Copy out the lines of the listing below unchanged, starting with the line that contains "of the young" and continuing through the end of the listing, with both ends included.

Point labeling listing:
____
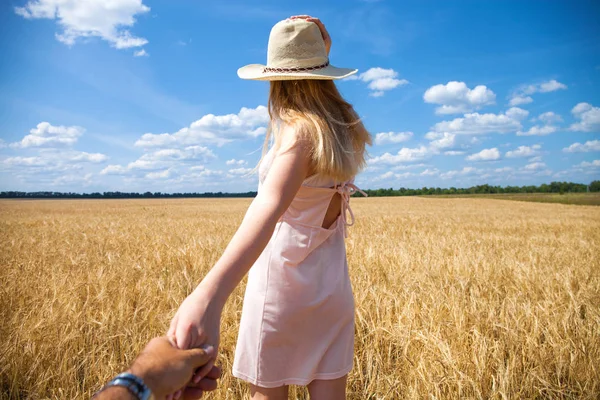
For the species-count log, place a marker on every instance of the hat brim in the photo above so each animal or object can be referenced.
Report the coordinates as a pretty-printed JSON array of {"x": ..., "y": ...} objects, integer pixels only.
[{"x": 255, "y": 72}]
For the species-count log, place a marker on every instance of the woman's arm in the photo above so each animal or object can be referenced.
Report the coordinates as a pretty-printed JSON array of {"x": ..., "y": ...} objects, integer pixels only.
[
  {"x": 288, "y": 171},
  {"x": 198, "y": 318}
]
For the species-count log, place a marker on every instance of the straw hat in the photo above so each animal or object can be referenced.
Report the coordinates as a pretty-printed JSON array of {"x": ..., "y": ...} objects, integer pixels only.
[{"x": 296, "y": 51}]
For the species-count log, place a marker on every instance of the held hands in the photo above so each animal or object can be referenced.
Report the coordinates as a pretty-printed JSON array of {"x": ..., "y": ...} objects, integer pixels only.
[
  {"x": 197, "y": 323},
  {"x": 324, "y": 33},
  {"x": 166, "y": 369}
]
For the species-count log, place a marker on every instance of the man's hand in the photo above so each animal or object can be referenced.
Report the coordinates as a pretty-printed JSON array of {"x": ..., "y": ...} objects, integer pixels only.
[{"x": 165, "y": 369}]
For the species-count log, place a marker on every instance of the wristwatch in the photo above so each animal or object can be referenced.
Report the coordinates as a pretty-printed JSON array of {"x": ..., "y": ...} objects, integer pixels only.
[{"x": 133, "y": 383}]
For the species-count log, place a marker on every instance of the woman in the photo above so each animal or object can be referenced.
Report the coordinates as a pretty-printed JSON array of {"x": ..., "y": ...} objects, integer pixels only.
[{"x": 297, "y": 324}]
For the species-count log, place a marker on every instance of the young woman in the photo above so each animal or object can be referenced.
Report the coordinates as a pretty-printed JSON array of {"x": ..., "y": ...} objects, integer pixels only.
[{"x": 297, "y": 324}]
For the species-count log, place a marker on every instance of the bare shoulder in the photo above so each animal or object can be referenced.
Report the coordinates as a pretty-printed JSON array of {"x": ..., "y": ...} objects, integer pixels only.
[{"x": 295, "y": 138}]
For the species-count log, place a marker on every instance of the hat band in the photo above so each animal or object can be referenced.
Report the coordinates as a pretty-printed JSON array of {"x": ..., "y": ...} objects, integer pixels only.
[{"x": 298, "y": 69}]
____
#### Written answer
For the species-count log, place a marker on every instance of the young woman in the photo above so each animal or object can be referenced.
Report the coordinates as a pretty-printed JSON array of {"x": ..., "y": ...} objects, integer pixels only.
[{"x": 297, "y": 324}]
For the species-count log, place a marker on every instance of the bare shoulder in the photo above so each animal or object can be referenced.
Report the coordinates as a pretty-printed JSON array of {"x": ..., "y": ...} objects, integer pixels only.
[{"x": 295, "y": 138}]
For the species-count log, place a marker on every instance of the hat band in the photo above so each animal or object can be referenced.
Report the coordinates as a pretty-printed JSON array of {"x": ..., "y": ...} objects, integer pixels only.
[{"x": 298, "y": 69}]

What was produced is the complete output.